Source document |
________________________________________

# goose band ?



## possumfoot (Nov 7, 2006)

how common or uncommon are banded snow geese.


----------



## Zekeland (Oct 6, 2005)

..depends on which flyway you hunt, maybe.

There are a lot of reports throughout the forums each year, fall & spring of band harvests. Just the sheer amount of snows on this continent would make them a rare shoot.

There seems to be more juvie bands also.


----------



## kaiserduckhelm (May 26, 2005)

Zekeland said:


> There seems to be more juvie bands also.


Probably because more juvies get shot.


----------



## PJ (Oct 1, 2002)

I think there are much more adult bands now that they don't band snows like they did 3-5 years ago. As far as a ratio, I have heard 1 in 100 kicked around quite a bit.


----------



## IAsnow goose (Jan 24, 2007)

It seems to be around 1 to 250 for us. That's why it's taken us a year or two to start seeing them


----------



## lakerwaterfowler (Jan 28, 2006)

It really varied for my ground the past two years. Two years ago we shot around 150 with no bands. Then this past spring we shot 230 with 5 bands. And 3 came from 12 birds one weekend! All I have to say is that its all luck in my book!


----------



## fungalsnowgoose (Sep 11, 2004)

I see them about 1 in 500 or even less


----------



## goosehunter21 (May 18, 2004)

Im still looking to shoot one seems like im about 0 in 3000 in the last 3
years


----------



## ValleyCityHunter2008 (Jan 13, 2008)

Yep no luck here eather i go out looking at large lake fulls of geese with a high powered scope and i still don't see any geese with bands on their necks. So in my book their few and far between.


----------



## bandman (Feb 13, 2006)

> i go out looking at large lake fulls of geese with a high powered scope


I'll go ahead and recommend a spotting scope or good binocs instead. (Unless you don't have the scope mounted on a rifle that is.) Just a little head's up. :wink:

We had a buck running across the field one year and when the warden approached us he tried accusing my buddy of shooting at it when he had a doe tag. I didn't like how the warden handled it (trying to use intimidation), and over-using his power of assumption. It was a lot of bs and just goes to show how and what they can assume when you're using your scope to magnify.

________________________________________

Dataset |

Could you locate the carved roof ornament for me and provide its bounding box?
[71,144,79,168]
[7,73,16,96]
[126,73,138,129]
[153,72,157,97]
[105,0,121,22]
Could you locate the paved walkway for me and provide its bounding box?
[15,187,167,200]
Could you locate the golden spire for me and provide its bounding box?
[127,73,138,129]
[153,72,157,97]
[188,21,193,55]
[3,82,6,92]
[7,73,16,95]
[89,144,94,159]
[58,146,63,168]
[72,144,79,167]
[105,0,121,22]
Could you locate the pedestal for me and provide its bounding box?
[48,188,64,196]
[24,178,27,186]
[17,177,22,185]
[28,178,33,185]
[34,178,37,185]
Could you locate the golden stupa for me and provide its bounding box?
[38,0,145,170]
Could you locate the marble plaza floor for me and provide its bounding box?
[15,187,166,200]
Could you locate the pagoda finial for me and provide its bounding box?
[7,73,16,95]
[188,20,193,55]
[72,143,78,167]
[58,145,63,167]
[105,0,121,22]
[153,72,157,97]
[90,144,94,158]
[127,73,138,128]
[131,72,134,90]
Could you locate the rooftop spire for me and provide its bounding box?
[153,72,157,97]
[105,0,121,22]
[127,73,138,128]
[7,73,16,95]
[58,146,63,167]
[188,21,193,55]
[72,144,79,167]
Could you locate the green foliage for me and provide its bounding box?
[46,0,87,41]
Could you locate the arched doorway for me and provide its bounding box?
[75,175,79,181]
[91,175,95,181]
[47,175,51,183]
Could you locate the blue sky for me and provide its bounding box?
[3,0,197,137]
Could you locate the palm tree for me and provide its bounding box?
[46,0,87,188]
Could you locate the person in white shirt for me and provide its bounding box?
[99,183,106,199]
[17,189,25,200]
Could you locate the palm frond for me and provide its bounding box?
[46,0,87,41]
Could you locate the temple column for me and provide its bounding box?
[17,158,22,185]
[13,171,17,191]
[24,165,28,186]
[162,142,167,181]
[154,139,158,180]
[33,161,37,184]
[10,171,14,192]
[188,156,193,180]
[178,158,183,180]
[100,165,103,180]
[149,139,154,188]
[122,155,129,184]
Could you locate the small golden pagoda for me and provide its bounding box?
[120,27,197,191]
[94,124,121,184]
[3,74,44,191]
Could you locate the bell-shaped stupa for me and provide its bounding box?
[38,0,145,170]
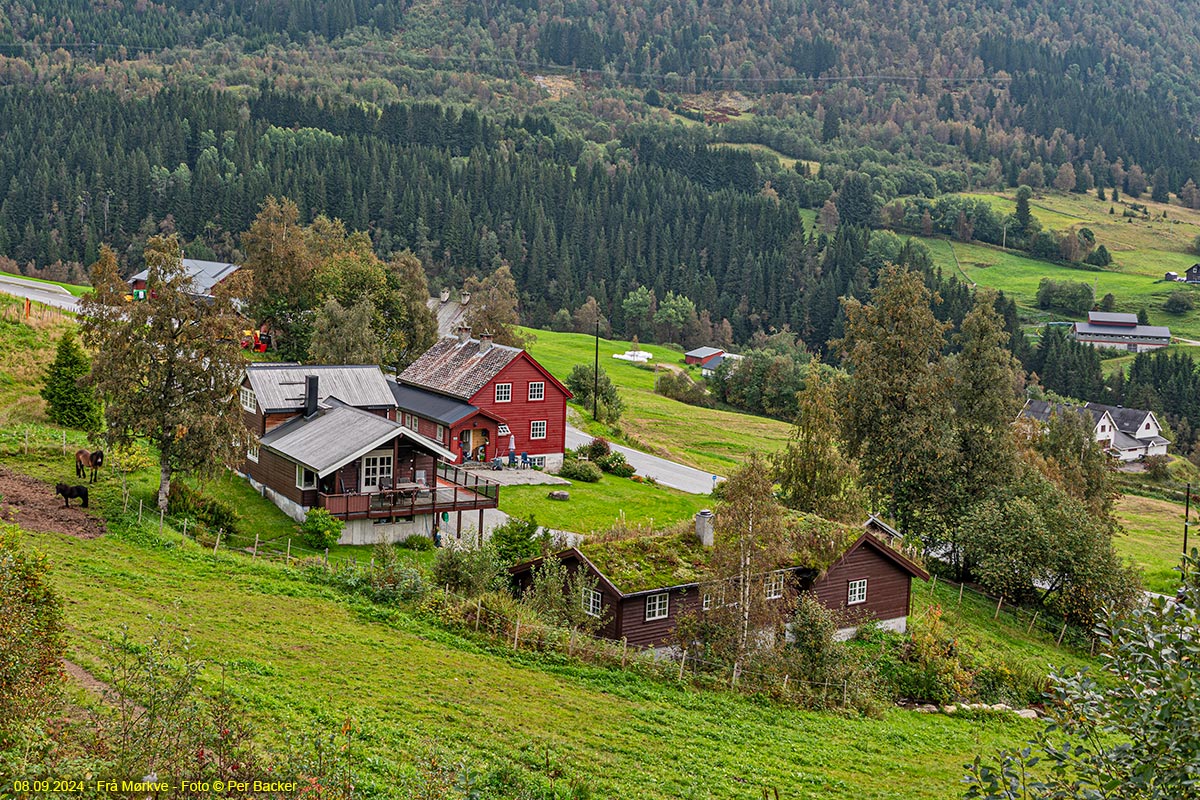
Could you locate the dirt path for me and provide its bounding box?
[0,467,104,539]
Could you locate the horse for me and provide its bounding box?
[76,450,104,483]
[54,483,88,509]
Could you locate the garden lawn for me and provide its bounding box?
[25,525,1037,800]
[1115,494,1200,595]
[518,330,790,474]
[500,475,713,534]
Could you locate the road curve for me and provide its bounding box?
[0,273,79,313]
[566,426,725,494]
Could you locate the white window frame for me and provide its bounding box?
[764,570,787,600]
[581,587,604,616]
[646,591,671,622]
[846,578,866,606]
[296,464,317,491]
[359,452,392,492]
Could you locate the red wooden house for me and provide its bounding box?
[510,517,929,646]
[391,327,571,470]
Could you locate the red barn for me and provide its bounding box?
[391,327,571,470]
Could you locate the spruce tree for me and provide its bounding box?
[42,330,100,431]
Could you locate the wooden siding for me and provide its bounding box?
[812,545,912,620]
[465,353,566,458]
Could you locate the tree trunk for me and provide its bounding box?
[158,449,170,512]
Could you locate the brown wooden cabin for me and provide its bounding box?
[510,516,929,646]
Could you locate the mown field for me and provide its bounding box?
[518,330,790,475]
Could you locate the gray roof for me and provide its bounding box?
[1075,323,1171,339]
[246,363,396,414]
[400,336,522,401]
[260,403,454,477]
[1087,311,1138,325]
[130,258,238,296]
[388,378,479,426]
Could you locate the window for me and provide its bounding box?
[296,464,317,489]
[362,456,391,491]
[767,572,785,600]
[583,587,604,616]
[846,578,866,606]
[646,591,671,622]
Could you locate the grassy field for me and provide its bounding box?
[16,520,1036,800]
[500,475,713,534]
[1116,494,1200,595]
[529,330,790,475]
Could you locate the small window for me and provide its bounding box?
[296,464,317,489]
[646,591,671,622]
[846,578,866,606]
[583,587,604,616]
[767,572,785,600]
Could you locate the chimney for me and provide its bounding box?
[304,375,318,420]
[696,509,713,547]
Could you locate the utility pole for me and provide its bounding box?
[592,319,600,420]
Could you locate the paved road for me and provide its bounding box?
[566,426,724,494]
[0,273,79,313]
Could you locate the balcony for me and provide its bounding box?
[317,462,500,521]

________________________________________

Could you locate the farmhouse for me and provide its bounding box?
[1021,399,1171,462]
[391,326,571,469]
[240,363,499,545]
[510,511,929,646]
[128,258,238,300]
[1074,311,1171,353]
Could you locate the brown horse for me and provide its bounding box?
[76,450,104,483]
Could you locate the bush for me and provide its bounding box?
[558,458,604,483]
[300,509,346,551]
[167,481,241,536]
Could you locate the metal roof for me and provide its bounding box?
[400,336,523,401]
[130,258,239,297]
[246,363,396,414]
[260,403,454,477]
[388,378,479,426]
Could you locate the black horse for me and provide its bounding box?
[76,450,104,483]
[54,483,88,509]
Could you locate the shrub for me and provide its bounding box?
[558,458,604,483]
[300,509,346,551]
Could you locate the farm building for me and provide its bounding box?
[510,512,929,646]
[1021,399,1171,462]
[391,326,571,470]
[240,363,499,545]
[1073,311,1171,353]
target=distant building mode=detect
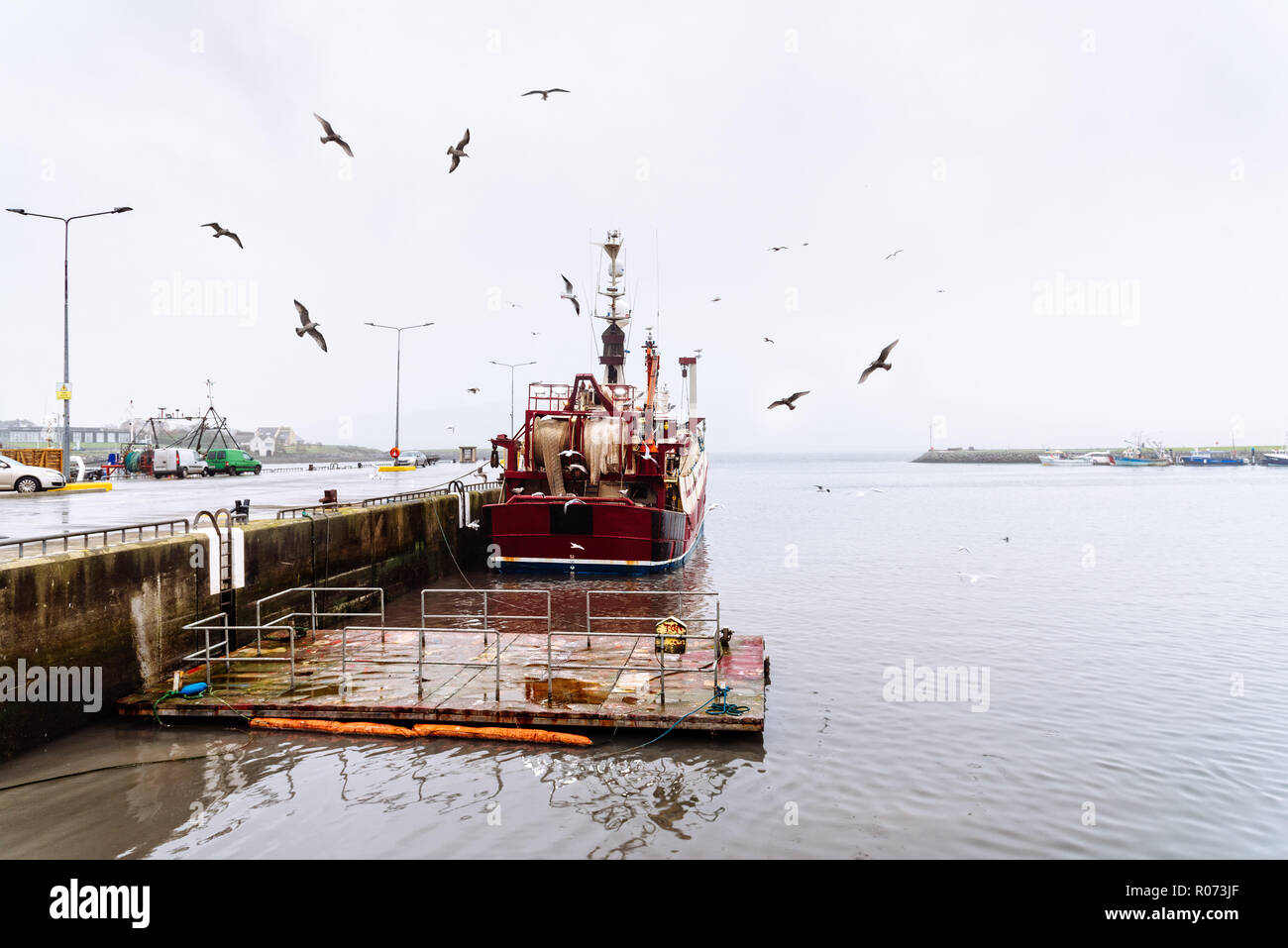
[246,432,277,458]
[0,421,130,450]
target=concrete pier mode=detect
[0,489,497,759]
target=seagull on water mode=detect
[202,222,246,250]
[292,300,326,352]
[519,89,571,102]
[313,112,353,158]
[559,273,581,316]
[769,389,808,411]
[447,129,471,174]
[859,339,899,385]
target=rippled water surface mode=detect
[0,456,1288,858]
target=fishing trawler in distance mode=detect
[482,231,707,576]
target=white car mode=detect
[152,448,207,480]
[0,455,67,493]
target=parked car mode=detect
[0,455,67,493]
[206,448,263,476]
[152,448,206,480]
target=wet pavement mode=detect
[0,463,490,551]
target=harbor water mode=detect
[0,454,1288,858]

________________________________________

Continue the forum thread on banded snow geese from the point where it stops.

----------



## goosebusters (Jan 12, 2006)

Like it was said earlier it is completely luck for the most part. Some groups have it some don't. During the year of 2007 the 3 guys that make up our crew shot 213 snows and blues and of which 2 were banded. One from the spring that was 13 years old and one from the fall that was banded 2 months earlier and was too young to fly when banded. We only shot 4 S&Bs that hunt and one of them was banded so as you can see it just comes down to shooting the right birds. You can take this information however you want. I know some guys that have shot hundreds of them and never got a band.


----------



## ValleyCityHunter2008 (Jan 13, 2008)

bandman said:


> > i go out looking at large lake fulls of geese with a high powered scope
> 
> 
> I'll go ahead and recommend a spotting scope or good binocs instead. (Unless you don't have the scope mounted on a rifle that is.) Just a little head's up. :wink:
> ...


Ya i ment a pair of binoculars but i could see why a game warden would get mad about something like that after all it's their job.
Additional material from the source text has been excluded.